_Reading text_
***

A concrete slab, even with rebar, depends upon the ground underneath for support. Lose the support and the slab will crack and rebar will snap (happened with my house after the Loma Prieta earthquake when the sandstone underneath liquified. The problem may be a lack of adequate compaction or you may have water seepage involved. 

If you have the room to do so you might considering getting a house mover to lift up and set the garage to one side of the foundation and then it will then be much cheaper to remove the concrete, do a soil test bore, and get the necessary expert advice on how best to  proceed with the design and creation of a new slab.

With a house there are multiple solutions but they presuppose that there is significant value in the structure and that is worth the expense of trenching and jacking and other costs involved with rebuilding the support for the building. Your garage does not seem to be this type of high value structure.

At this point you do not have enough information to make any decision but need to get quotes from various contractors which will also provide you with a lot more knowledge about viable options and probable costs.


----------



## GBR (Dec 18, 2009)

Ask your building department if they accept this: ESB: Frost-Protected Shallow Foundations    May be helpful...
Be safe, Gary


----------



## SJNServices (Jan 9, 2010)

To be honest I think the most cost effective solution may be to just demo it. At least you would end up with a new garage that is built properly and SAFE.:beer::beer:


----------



## GaTomCat (Jan 14, 2010)

yeah it looks like you have a major problem but from my experience don't listen to me [and I have been in it for over 30 years]...or the subs... or the suppliers...check around for a good structural engineer that deals with residential construction [talk with some local builders]...shop around because there price go from a-z....they can come out and access the problem and tell them you want the cheapest solution to the problem...sometimes it's not as bad as you think...but whatever they come up with...get at least 3 bids to do it per the structural plan....i have never had it fail me..


----------



## gwoloshyn (Mar 24, 2010)

Thanks for all the helpful advice everyone. The snow has melted, and I have begun excavation for my footers in each corner. My plan is to install 7 footers first, with the floor holding up the garage while I install these. Next, once the footers cure, I will break out the garage floor so the garage will be sitting on my footers. 

For the footers, I'm using 12" sonotube forms and my question is this: Will a 12" diameter be enough surface area sitting on top of the virgin soil to hold up the garage and not sink once I break out the interior floor?


----------

***

_Data supplied_

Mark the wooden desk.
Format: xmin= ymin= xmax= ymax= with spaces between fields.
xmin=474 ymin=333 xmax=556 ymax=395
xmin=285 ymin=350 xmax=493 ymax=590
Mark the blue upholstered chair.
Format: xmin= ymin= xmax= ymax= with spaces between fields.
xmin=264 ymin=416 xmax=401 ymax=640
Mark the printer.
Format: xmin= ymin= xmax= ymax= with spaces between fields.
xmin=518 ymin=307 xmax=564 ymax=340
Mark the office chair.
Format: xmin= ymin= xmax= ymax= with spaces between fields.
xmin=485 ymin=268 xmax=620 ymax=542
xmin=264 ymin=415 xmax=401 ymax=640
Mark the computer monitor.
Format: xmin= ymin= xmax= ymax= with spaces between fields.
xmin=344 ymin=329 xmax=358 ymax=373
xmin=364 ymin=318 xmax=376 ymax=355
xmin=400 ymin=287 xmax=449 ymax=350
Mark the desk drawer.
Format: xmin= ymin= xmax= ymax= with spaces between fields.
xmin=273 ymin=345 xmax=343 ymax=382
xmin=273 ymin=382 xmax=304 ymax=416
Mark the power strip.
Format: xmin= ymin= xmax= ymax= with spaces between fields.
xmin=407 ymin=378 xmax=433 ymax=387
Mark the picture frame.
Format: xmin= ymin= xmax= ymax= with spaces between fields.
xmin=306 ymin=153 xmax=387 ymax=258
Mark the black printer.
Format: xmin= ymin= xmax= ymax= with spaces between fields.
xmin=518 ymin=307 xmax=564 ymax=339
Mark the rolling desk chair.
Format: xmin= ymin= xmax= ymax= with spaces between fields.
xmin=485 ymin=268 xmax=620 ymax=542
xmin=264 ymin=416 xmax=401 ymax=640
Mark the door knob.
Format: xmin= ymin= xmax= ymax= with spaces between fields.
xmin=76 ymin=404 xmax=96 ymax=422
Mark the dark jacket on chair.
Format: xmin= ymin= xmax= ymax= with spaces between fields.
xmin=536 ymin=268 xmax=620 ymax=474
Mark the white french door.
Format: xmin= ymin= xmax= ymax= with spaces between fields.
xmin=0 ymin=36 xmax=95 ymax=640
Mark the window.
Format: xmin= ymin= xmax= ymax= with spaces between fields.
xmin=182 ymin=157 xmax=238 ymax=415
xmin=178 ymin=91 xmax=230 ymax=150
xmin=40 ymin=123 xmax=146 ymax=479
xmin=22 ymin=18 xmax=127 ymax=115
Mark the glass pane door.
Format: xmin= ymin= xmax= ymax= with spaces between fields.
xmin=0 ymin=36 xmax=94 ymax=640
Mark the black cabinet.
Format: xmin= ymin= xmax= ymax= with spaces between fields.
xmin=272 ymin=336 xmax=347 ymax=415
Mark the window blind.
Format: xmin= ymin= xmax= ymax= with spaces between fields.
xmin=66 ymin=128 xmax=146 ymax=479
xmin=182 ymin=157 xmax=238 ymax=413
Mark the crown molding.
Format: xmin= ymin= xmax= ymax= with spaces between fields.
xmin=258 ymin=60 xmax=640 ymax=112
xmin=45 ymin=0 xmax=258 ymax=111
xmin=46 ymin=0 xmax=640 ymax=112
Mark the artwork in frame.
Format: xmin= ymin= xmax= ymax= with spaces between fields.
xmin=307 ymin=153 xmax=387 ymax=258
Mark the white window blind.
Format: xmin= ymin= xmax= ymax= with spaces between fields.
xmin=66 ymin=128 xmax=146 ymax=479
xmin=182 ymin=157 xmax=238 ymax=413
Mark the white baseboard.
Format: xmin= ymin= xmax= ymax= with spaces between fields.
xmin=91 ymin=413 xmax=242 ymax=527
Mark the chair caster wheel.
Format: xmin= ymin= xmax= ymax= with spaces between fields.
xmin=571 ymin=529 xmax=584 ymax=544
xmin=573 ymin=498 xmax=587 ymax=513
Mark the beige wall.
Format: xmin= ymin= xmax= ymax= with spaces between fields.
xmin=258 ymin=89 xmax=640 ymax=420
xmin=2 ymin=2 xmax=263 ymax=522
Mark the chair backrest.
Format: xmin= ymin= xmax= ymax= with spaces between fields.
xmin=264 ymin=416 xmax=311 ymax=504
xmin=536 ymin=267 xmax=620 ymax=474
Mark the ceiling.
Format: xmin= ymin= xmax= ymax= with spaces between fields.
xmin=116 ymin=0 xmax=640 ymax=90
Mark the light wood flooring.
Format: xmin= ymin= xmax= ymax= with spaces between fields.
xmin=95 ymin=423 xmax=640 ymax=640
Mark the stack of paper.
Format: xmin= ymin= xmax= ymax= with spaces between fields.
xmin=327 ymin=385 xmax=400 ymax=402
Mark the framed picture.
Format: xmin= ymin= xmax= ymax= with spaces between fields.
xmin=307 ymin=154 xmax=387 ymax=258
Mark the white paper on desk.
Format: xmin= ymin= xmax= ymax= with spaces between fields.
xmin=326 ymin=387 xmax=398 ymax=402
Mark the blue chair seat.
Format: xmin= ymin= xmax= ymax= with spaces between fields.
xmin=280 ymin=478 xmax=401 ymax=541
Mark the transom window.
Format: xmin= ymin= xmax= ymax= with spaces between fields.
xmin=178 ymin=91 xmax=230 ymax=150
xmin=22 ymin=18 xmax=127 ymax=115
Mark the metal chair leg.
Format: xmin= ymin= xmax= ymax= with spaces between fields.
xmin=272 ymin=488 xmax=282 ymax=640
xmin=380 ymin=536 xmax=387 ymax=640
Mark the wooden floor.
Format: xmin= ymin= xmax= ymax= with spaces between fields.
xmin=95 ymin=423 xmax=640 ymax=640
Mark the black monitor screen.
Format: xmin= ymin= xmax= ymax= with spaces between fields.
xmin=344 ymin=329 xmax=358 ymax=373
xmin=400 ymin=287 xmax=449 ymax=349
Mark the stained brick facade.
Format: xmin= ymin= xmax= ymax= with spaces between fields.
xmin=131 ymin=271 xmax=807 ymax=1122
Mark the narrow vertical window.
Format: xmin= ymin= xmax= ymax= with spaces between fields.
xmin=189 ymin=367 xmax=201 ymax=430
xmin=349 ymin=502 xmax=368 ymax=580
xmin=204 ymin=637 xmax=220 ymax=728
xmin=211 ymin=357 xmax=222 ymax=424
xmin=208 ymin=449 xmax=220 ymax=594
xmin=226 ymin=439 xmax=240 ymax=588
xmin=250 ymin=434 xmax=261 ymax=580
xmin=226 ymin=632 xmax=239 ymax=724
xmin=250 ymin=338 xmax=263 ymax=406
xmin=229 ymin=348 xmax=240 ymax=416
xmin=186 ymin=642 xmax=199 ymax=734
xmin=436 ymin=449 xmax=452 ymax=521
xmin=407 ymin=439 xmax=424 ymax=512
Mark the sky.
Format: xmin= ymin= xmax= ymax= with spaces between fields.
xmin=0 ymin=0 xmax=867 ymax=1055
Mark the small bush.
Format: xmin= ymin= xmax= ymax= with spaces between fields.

***

_Job 1_
From the garage foundation thread, reproduce the passage starting at "Ask your building" and ending at "(Jan 9, 2010)".
_Job 2_
Arrange the lines of the listing as a numbered list, starting at the first line of the listing and ending at the line containing "xmin=518 ymin=307 xmax=564 ymax=340", both included, with blank lines left out.
The garage foundation thread and the listing are unrelated to each other.

_Task result 1_
Ask your building department if they accept this: ESB: Frost-Protected Shallow Foundations    May be helpful...
Be safe, Gary


----------



## SJNServices (Jan 9, 2010)

_Task result 2_
1. Mark the wooden desk.
2. Format: xmin= ymin= xmax= ymax= with spaces between fields.
3. xmin=474 ymin=333 xmax=556 ymax=395
4. xmin=285 ymin=350 xmax=493 ymax=590
5. Mark the blue upholstered chair.
6. Format: xmin= ymin= xmax= ymax= with spaces between fields.
7. xmin=264 ymin=416 xmax=401 ymax=640
8. Mark the printer.
9. Format: xmin= ymin= xmax= ymax= with spaces between fields.
10. xmin=518 ymin=307 xmax=564 ymax=340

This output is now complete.